Can you reproduce the data below word for word, keeping every line unchanged and in its original order?

**TASK MATERIAL:**

++++++++

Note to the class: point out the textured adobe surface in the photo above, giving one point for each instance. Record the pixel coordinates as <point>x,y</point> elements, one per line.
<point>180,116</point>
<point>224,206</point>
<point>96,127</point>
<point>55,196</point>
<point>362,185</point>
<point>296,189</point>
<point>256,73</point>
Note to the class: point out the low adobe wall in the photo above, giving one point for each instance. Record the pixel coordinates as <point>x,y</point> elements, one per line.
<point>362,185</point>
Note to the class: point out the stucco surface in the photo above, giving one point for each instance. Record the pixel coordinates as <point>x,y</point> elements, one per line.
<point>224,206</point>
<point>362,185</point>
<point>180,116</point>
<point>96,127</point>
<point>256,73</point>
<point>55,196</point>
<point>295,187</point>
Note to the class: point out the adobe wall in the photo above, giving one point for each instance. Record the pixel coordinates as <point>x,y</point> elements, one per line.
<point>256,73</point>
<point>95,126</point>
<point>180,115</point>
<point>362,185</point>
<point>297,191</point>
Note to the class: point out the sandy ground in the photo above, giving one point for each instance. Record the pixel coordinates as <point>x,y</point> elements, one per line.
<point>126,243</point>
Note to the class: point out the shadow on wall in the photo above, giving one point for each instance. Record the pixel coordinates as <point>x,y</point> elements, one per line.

++++++++

**FULL OUTPUT:**
Note to the class: point out the textured adobe surface in the photo above, giving one point for each instance. Record the pixel coordinates as <point>x,y</point> elements, one per line.
<point>180,116</point>
<point>224,206</point>
<point>96,127</point>
<point>55,196</point>
<point>362,185</point>
<point>296,189</point>
<point>256,73</point>
Note to the class: point out the low adobe wall in the photo above, giving one point for each instance. Record the pixel coordinates as <point>x,y</point> elements, one per line.
<point>362,185</point>
Note to the class: point out the stucco surface in the photo above, giving one point for each instance. Record the pixel coordinates as <point>x,y</point> elements, one per line.
<point>224,206</point>
<point>362,185</point>
<point>180,116</point>
<point>96,127</point>
<point>256,73</point>
<point>55,196</point>
<point>295,187</point>
Note to the class: point out the adobe wall in the photo above, giving one point for each instance. Record the pixel coordinates as <point>x,y</point> elements, one per line.
<point>256,73</point>
<point>95,126</point>
<point>180,115</point>
<point>362,185</point>
<point>297,191</point>
Note to the class: point out the sandy ground in the photo above, giving one point for each instance. Record the pixel coordinates as <point>x,y</point> elements, one per line.
<point>126,243</point>
Note to the class: point out the shadow on wall in the photo above, giving one point for each instance. Record the pixel coordinates as <point>x,y</point> elements, one per line.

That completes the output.